» WHAT THIS TASK INVOLVES: The entries should be written out again exactly as they read.

---

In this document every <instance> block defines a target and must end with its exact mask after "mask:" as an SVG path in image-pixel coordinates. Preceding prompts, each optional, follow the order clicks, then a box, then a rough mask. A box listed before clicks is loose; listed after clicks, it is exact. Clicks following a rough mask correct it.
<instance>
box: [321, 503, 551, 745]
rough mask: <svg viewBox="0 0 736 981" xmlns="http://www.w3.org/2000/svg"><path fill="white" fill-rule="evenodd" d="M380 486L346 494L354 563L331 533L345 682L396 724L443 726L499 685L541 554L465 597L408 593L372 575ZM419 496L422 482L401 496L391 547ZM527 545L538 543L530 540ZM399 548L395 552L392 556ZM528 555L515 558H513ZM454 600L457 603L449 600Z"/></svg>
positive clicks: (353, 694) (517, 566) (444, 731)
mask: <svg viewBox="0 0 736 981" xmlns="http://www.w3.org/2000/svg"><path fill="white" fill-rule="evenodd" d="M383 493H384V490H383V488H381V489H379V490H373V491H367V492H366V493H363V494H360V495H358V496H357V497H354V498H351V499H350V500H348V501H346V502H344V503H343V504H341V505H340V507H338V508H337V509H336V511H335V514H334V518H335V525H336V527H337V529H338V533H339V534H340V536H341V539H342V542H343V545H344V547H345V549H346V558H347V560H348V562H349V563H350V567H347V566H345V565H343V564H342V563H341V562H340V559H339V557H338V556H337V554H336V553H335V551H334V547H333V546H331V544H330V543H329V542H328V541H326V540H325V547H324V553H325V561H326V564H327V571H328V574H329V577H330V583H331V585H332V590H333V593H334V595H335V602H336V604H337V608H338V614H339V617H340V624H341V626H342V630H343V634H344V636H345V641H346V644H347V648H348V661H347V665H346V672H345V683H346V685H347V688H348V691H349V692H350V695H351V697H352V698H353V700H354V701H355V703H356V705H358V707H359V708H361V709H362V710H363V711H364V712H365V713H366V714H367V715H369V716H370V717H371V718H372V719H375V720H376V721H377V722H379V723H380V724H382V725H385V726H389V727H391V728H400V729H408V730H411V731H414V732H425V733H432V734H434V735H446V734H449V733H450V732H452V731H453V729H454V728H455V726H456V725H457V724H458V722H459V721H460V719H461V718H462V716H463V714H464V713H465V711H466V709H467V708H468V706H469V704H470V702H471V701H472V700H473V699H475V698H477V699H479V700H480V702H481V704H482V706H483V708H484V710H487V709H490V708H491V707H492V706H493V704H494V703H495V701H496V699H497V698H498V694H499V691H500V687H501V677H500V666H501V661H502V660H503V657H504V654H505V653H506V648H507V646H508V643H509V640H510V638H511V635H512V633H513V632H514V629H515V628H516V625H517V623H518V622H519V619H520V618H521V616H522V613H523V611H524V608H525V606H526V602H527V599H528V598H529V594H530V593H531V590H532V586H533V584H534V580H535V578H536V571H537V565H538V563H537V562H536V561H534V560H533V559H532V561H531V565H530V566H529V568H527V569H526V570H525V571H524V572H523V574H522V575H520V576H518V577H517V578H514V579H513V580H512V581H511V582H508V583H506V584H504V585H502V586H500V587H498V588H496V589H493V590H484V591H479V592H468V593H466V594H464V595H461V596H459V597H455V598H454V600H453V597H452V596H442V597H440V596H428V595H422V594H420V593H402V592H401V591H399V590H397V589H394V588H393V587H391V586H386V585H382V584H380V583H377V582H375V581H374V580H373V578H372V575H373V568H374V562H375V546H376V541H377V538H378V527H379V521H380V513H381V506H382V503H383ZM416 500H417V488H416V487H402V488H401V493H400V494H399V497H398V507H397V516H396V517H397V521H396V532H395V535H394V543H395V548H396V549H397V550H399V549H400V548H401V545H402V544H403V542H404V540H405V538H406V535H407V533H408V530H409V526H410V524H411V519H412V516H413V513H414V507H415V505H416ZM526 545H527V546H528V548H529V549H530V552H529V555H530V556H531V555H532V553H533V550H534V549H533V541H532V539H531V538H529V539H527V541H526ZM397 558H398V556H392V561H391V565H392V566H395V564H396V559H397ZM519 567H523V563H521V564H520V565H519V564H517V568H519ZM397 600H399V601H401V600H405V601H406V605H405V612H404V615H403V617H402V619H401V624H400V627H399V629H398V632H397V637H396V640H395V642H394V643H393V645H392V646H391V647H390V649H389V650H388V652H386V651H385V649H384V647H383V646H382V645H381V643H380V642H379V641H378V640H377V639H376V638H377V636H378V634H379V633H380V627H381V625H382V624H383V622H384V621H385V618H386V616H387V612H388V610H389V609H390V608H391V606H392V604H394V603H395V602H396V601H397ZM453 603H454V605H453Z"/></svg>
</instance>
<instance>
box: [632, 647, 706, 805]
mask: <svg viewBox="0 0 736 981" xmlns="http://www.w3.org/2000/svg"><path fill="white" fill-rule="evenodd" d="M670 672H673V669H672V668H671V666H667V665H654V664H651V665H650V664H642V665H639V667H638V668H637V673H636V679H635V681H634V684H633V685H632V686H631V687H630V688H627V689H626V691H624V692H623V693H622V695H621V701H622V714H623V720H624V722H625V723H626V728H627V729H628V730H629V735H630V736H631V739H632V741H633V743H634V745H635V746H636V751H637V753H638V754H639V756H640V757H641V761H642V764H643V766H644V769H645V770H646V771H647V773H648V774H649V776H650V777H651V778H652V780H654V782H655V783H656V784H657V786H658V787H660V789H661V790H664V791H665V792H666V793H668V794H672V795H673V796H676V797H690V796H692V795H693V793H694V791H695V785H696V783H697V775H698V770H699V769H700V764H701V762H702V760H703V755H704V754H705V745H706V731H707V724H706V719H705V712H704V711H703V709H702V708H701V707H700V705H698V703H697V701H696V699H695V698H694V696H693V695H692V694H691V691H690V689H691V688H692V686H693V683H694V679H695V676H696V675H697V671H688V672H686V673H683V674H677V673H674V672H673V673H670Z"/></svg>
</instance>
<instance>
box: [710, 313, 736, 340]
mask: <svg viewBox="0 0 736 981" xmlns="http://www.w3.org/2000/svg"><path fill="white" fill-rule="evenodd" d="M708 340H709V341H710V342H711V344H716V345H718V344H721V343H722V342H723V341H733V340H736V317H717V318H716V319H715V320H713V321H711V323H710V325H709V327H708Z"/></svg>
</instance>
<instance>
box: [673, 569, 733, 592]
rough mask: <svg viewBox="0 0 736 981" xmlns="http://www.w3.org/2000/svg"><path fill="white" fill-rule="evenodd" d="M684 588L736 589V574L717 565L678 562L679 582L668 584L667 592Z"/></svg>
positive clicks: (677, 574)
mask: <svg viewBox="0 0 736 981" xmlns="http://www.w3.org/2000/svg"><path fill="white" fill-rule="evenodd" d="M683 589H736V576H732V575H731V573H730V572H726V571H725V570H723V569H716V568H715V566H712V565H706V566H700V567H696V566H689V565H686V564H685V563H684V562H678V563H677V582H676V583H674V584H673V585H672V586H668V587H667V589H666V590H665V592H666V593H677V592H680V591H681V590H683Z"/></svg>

---

» SOLVED PROBLEM:
In this document every <instance> block defines a target and must end with its exact mask after "mask:" as an SVG path in image-pixel coordinates. Preceding prompts, each optional, follow the order clicks, then a box, then a rough mask. A box listed before clicks is loose; listed after clicks, it is exact. Clicks following a rough mask correct it.
<instance>
box: [321, 503, 551, 745]
rough mask: <svg viewBox="0 0 736 981" xmlns="http://www.w3.org/2000/svg"><path fill="white" fill-rule="evenodd" d="M380 486L346 494L354 563L331 533L345 682L396 724L443 726L499 685L541 554L465 597L408 593L372 575ZM419 496L422 482L401 496L391 547ZM527 545L538 543L530 540ZM399 548L395 552L392 556ZM528 555L515 558H513ZM454 600L457 603L449 600Z"/></svg>
positive clicks: (353, 694) (517, 566) (444, 731)
mask: <svg viewBox="0 0 736 981" xmlns="http://www.w3.org/2000/svg"><path fill="white" fill-rule="evenodd" d="M383 493H384V490H383V488H381V489H379V490H373V491H367V492H366V493H363V494H360V495H358V496H357V497H354V498H351V499H350V500H348V501H346V502H344V503H343V504H341V505H340V507H338V508H337V509H336V511H335V514H334V518H335V525H336V527H337V529H338V533H339V534H340V536H341V539H342V542H343V545H344V547H345V549H346V558H347V560H348V562H349V563H350V567H347V566H345V565H343V564H342V563H341V562H340V559H339V557H338V556H337V554H336V553H335V551H334V547H333V546H331V544H330V543H329V542H328V541H326V540H325V547H324V553H325V561H326V564H327V571H328V574H329V577H330V583H331V585H332V590H333V593H334V595H335V602H336V604H337V608H338V614H339V617H340V624H341V626H342V630H343V634H344V636H345V641H346V644H347V648H348V661H347V665H346V672H345V683H346V685H347V688H348V691H349V692H350V695H351V697H352V698H353V700H354V701H355V703H356V705H358V707H359V708H361V709H362V710H363V711H364V712H365V713H366V714H367V715H369V716H370V717H371V718H372V719H375V720H376V721H377V722H379V723H380V724H382V725H385V726H389V727H391V728H400V729H408V730H411V731H414V732H425V733H432V734H434V735H446V734H449V733H450V732H452V731H453V729H454V728H455V726H456V725H457V724H458V722H459V721H460V719H461V718H462V716H463V714H464V713H465V711H466V709H467V708H468V706H469V704H470V702H471V701H472V700H473V699H475V698H477V699H479V700H480V702H481V704H482V706H483V708H484V710H487V709H490V708H491V707H492V706H493V704H494V703H495V701H496V699H497V698H498V694H499V691H500V687H501V677H500V666H501V661H502V660H503V657H504V654H505V653H506V648H507V646H508V643H509V640H510V638H511V635H512V633H513V632H514V629H515V628H516V625H517V623H518V622H519V619H520V618H521V616H522V613H523V611H524V608H525V606H526V602H527V599H528V598H529V594H530V593H531V590H532V586H533V584H534V580H535V578H536V571H537V565H538V563H537V562H536V561H534V560H533V559H532V561H531V565H530V566H529V568H527V569H526V570H525V571H524V572H523V574H522V575H520V576H518V577H517V578H514V579H513V580H512V581H511V582H508V583H506V584H504V585H502V586H500V587H498V588H496V589H493V590H484V591H479V592H468V593H466V594H464V595H461V596H459V597H455V598H454V600H453V597H452V596H442V597H440V596H428V595H422V594H420V593H402V592H401V591H399V590H397V589H394V588H393V587H391V586H386V585H382V584H380V583H377V582H375V581H374V580H373V578H372V575H373V568H374V562H375V546H376V541H377V538H378V527H379V521H380V513H381V506H382V503H383ZM416 500H417V488H416V487H402V488H401V493H400V494H399V497H398V507H397V516H396V517H397V521H396V532H395V535H394V543H395V548H396V549H397V550H399V549H400V548H401V545H402V544H403V542H404V540H405V538H406V535H407V533H408V530H409V526H410V524H411V519H412V516H413V513H414V507H415V505H416ZM526 545H527V546H528V548H529V549H530V552H529V555H530V556H531V555H532V553H533V550H534V549H533V541H532V539H531V538H529V539H527V541H526ZM397 558H398V556H392V561H391V565H392V566H395V564H396V559H397ZM519 567H523V563H521V564H520V565H519V564H517V568H519ZM397 600H399V601H401V600H405V601H406V605H405V612H404V615H403V617H402V619H401V624H400V627H399V629H398V632H397V637H396V640H395V642H394V643H393V645H392V646H391V647H390V649H389V650H388V652H386V651H385V649H384V647H383V646H382V645H381V643H380V642H379V641H378V640H377V639H376V638H377V636H378V634H379V633H380V627H381V625H382V624H383V622H384V621H385V618H386V616H387V612H388V610H389V609H390V608H391V606H392V604H394V603H395V602H396V601H397ZM453 603H454V605H453Z"/></svg>
</instance>
<instance>
box: [632, 647, 706, 805]
mask: <svg viewBox="0 0 736 981" xmlns="http://www.w3.org/2000/svg"><path fill="white" fill-rule="evenodd" d="M670 672H673V669H672V668H671V666H667V665H654V664H651V665H650V664H642V665H639V667H638V668H637V673H636V679H635V681H634V684H633V685H632V686H631V687H630V688H627V689H626V691H624V692H623V693H622V695H621V701H622V714H623V720H624V722H625V723H626V728H627V729H628V730H629V735H630V736H631V739H632V741H633V743H634V745H635V746H636V751H637V753H638V754H639V756H640V757H641V761H642V764H643V766H644V769H645V770H646V771H647V773H648V774H649V776H650V777H651V778H652V780H654V782H655V783H656V784H657V786H658V787H660V789H661V790H664V791H665V792H666V793H668V794H672V795H673V796H676V797H690V796H692V795H693V793H694V791H695V785H696V783H697V775H698V770H699V769H700V764H701V762H702V760H703V755H704V754H705V745H706V731H707V724H706V719H705V712H704V711H703V709H702V708H701V707H700V705H698V703H697V701H696V699H695V698H694V696H693V695H692V694H691V691H690V689H691V688H692V686H693V683H694V679H695V676H696V675H697V671H688V672H686V673H683V674H677V673H674V672H673V673H670Z"/></svg>
</instance>
<instance>
box: [710, 313, 736, 340]
mask: <svg viewBox="0 0 736 981" xmlns="http://www.w3.org/2000/svg"><path fill="white" fill-rule="evenodd" d="M708 340H709V341H710V342H711V344H716V345H718V344H721V343H722V342H723V341H733V340H736V317H717V318H716V319H715V320H713V321H711V323H710V325H709V327H708Z"/></svg>
</instance>
<instance>
box: [673, 569, 733, 592]
rough mask: <svg viewBox="0 0 736 981" xmlns="http://www.w3.org/2000/svg"><path fill="white" fill-rule="evenodd" d="M684 588L736 589V574L717 565L678 562L679 582L668 584L667 592Z"/></svg>
positive clicks: (677, 574)
mask: <svg viewBox="0 0 736 981" xmlns="http://www.w3.org/2000/svg"><path fill="white" fill-rule="evenodd" d="M683 589H736V576H732V575H731V573H730V572H726V571H725V570H723V569H716V568H715V566H712V565H706V566H700V567H696V566H689V565H686V564H685V563H684V562H678V563H677V582H676V583H674V584H673V585H672V586H668V587H667V589H666V590H665V592H666V593H677V592H680V591H681V590H683Z"/></svg>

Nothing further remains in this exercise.